*Directions*: Copy the stretch of the listing below from the line containing "This quickstart shows" through the line containing "650 59 L 651", both ends included, and leave the pictures out of your copy.

--- Start Raw records ---

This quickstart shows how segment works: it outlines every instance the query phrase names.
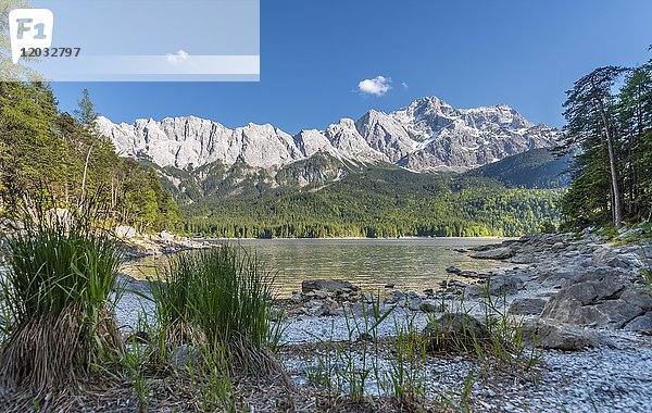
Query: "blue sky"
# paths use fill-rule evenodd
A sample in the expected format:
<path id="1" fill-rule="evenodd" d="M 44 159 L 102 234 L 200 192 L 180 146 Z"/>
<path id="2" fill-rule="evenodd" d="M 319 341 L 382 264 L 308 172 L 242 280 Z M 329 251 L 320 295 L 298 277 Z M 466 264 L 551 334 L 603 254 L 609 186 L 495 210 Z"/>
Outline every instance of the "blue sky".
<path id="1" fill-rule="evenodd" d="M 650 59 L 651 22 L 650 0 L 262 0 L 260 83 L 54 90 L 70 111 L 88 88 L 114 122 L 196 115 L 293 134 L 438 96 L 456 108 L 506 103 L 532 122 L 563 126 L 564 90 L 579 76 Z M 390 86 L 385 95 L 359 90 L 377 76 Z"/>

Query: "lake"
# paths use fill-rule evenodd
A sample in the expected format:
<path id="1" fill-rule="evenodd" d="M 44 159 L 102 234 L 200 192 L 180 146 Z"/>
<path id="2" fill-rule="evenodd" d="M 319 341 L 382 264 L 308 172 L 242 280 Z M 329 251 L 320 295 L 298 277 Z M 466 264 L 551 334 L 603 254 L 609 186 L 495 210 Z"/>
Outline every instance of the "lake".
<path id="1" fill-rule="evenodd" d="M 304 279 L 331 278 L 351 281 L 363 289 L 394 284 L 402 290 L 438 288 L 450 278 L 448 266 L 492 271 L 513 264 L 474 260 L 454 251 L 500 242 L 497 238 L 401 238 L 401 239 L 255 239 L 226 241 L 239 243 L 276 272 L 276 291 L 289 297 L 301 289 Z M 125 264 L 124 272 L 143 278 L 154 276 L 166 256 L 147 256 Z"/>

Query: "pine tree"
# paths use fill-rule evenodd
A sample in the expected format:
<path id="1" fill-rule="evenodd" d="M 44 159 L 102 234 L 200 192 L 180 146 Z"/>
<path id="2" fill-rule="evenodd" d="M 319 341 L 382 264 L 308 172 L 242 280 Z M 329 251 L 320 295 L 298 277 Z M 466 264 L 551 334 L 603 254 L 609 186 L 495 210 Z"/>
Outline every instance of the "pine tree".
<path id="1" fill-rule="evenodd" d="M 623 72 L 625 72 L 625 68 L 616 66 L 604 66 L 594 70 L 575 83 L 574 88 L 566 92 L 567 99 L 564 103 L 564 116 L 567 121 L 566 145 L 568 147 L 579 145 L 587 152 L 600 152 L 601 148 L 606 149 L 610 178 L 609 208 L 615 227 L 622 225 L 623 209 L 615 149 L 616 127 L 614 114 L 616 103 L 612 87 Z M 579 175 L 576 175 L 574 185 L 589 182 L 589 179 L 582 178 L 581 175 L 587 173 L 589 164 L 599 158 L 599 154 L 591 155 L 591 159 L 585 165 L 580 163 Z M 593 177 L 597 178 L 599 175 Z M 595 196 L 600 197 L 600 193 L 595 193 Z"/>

--- End Raw records ---
--- Start Raw records ---

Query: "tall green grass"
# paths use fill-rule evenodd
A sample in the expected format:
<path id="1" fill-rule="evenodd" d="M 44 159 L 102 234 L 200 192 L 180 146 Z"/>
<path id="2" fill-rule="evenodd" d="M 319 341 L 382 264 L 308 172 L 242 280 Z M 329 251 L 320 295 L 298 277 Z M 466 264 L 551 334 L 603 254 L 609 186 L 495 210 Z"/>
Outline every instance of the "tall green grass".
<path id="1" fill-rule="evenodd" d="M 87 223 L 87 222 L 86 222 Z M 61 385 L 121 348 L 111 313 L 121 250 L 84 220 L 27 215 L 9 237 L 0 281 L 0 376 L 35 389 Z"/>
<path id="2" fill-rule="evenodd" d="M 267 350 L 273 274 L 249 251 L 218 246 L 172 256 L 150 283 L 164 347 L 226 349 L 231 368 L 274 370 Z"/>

--- End Raw records ---

*Solution to the exercise*:
This quickstart shows how segment works: it outlines every instance the query phrase names.
Query: "blue sky"
# paths use fill-rule evenodd
A sample in the expected format:
<path id="1" fill-rule="evenodd" d="M 44 159 L 102 234 L 200 192 L 180 146 Z"/>
<path id="2" fill-rule="evenodd" d="M 319 341 L 382 264 L 308 172 L 242 280 Z M 329 251 L 320 295 L 298 277 Z M 466 264 L 551 334 L 603 254 L 609 186 L 495 210 Z"/>
Outline every instance of the "blue sky".
<path id="1" fill-rule="evenodd" d="M 650 59 L 651 22 L 650 0 L 262 0 L 260 83 L 54 90 L 70 111 L 88 88 L 114 122 L 196 115 L 293 134 L 438 96 L 456 108 L 506 103 L 532 122 L 563 126 L 564 90 L 579 76 Z M 390 86 L 385 95 L 359 90 L 377 76 Z"/>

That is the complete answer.